== TASK TO CARRY OUT ==
Rewrite every item below, changing "drill" to "exercise" and keeping everything else the same. Don't include the pictures.

Data taken from a collection
::::::::::
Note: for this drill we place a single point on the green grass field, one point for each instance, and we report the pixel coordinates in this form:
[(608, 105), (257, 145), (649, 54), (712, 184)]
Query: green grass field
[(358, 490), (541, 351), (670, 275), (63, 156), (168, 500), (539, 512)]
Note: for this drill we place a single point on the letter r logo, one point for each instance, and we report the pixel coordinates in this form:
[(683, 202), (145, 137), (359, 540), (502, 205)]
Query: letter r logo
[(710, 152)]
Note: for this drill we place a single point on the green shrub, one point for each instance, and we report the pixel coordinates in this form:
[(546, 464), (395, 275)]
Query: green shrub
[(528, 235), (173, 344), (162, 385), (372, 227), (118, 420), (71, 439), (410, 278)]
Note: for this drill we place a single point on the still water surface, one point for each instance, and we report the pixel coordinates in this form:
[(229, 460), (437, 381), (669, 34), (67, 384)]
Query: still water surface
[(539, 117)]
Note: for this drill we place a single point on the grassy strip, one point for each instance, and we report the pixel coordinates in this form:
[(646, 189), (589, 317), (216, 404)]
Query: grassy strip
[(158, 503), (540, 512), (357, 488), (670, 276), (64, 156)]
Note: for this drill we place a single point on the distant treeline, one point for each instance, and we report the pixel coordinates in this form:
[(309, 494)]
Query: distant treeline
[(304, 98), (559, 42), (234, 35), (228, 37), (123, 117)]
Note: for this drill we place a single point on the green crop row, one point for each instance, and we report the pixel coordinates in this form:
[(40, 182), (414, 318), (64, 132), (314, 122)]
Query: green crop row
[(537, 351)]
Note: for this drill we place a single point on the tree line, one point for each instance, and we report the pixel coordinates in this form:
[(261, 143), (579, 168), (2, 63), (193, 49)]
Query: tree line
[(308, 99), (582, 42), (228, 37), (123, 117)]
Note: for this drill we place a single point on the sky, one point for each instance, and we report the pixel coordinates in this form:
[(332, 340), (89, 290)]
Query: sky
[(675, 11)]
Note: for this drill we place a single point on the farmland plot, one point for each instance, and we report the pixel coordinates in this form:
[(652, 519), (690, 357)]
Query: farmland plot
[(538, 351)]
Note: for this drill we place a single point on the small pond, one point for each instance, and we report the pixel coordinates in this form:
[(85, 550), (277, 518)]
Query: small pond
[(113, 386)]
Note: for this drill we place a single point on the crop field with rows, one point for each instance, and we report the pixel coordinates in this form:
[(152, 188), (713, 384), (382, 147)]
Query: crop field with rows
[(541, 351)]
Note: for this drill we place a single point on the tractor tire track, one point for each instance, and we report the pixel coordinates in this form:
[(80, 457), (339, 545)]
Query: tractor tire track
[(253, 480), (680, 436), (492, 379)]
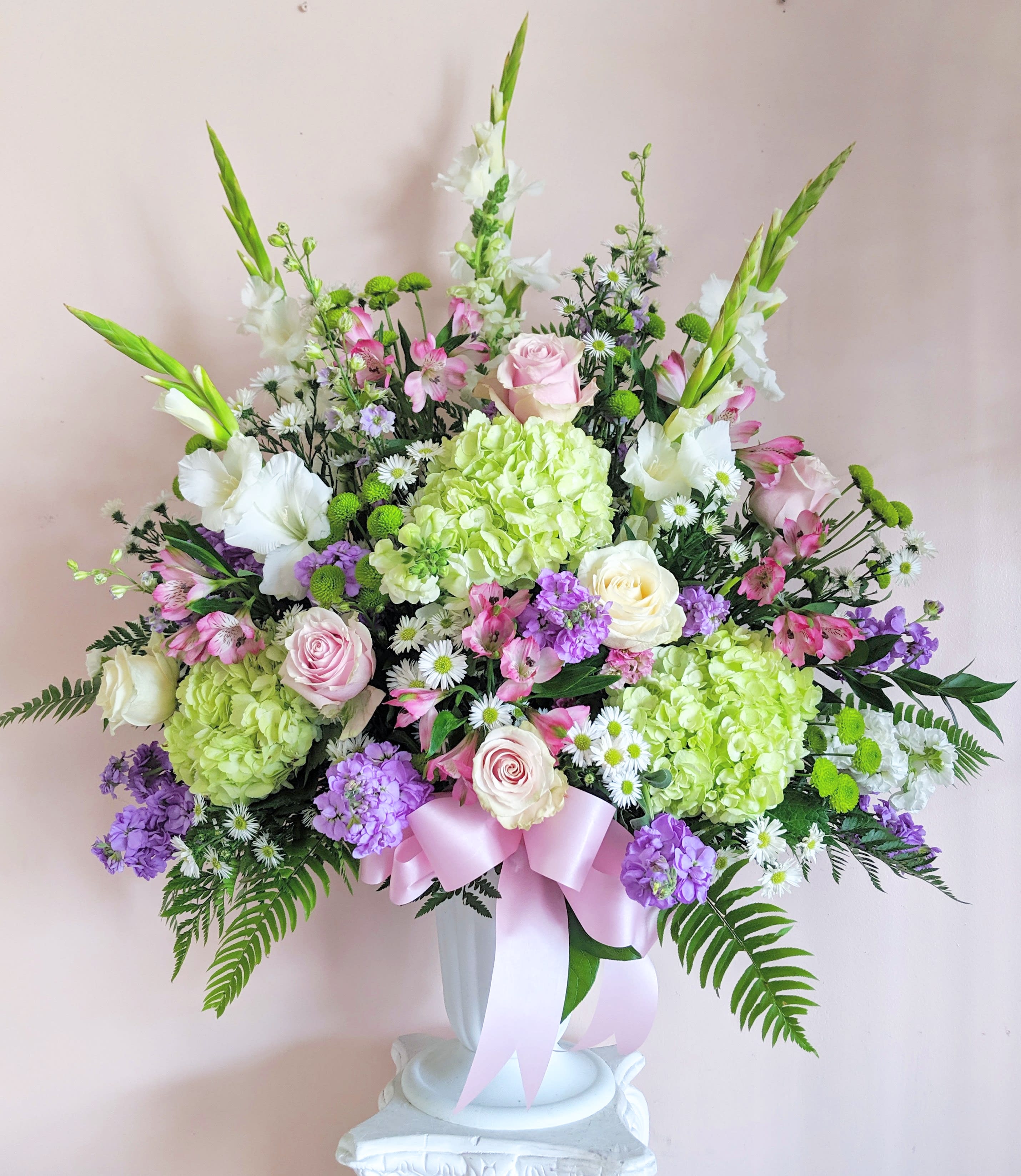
::::::::::
== OUTPUT FOR THIS TASK ==
Note: for this exercise we place a single point on the green grass field, one point for each instance, and we report the pixel coordinates in this form:
[(608, 105), (257, 145), (649, 54), (712, 184)]
Query: green grass field
[(358, 490), (541, 351), (670, 275), (63, 156), (168, 500), (539, 512)]
Note: for this exercise we place a single point on the letter r logo, one point for each instance, and we report the pixel coordinates in this form:
[(683, 202), (145, 137), (359, 540), (502, 205)]
Query: letter r logo
[(710, 152)]
Note: for this exercise we place a single point on the green shrub, one point for each instance, and we report the pixel coordinates in this form:
[(546, 464), (395, 275)]
Query: green shrub
[(528, 235), (173, 344), (162, 385), (372, 227), (118, 420), (71, 439), (410, 278)]
Note: for this exercise we place a single point on the still water surface, one point for each instance, and we report the pixel coordinates in this form:
[(229, 460), (437, 381), (669, 34), (67, 384)]
Query: still water surface
[(539, 117)]
Note: for this exercise we place a single point on the grassy strip, one point for each instance, and we report the pixel coordinates in this form:
[(646, 189), (589, 317), (216, 404)]
Query: grassy strip
[(158, 503), (540, 512), (357, 488), (670, 276), (64, 156)]
Note: for this exercise we place a single point on the distant treeline, one point for each instance, and we report the pixel coordinates in this form:
[(309, 494)]
Query: distant treeline
[(304, 98), (559, 42), (234, 35), (228, 37), (123, 117)]
Note: for this exercise we place a single point on the green crop row, one point for each instance, and we report the pixel coordinates in this form:
[(40, 182), (414, 318), (64, 132), (314, 122)]
Query: green crop row
[(537, 351)]
Note: for this exercise we place a single point on the tree line, one point for each instance, and we report the pixel coordinates in this form:
[(261, 143), (579, 168), (2, 63), (193, 49)]
Query: tree line
[(308, 99), (582, 42), (228, 37), (123, 117)]
Note: for this exercise we place a single point on the sky, one point for each instance, and we report the pixel coordinates in this form:
[(332, 340), (89, 290)]
Query: sky
[(675, 11)]
Note: for this exercise we place a single point on the farmland plot, one point for each instance, and we report the pixel coordinates in this form:
[(652, 519), (690, 357)]
Query: farmland plot
[(538, 351)]
Note: for this exercise we place a single point on the small pond, one point for each instance, and we report the pixel coordinates in this form:
[(85, 550), (277, 518)]
Query: small pond
[(113, 386)]
Note: for this exercise we place a single point on the crop field with rows, one point for each instance, and we report the pixel coordinates in this form:
[(152, 188), (713, 384), (382, 147)]
Query: crop field with rows
[(541, 351)]
Note: for this exercise we place a single point on the tractor tire track, one point for each instance, and we report the pixel coordinates in this form:
[(80, 457), (339, 545)]
Query: tractor tire track
[(253, 480), (680, 436), (492, 379)]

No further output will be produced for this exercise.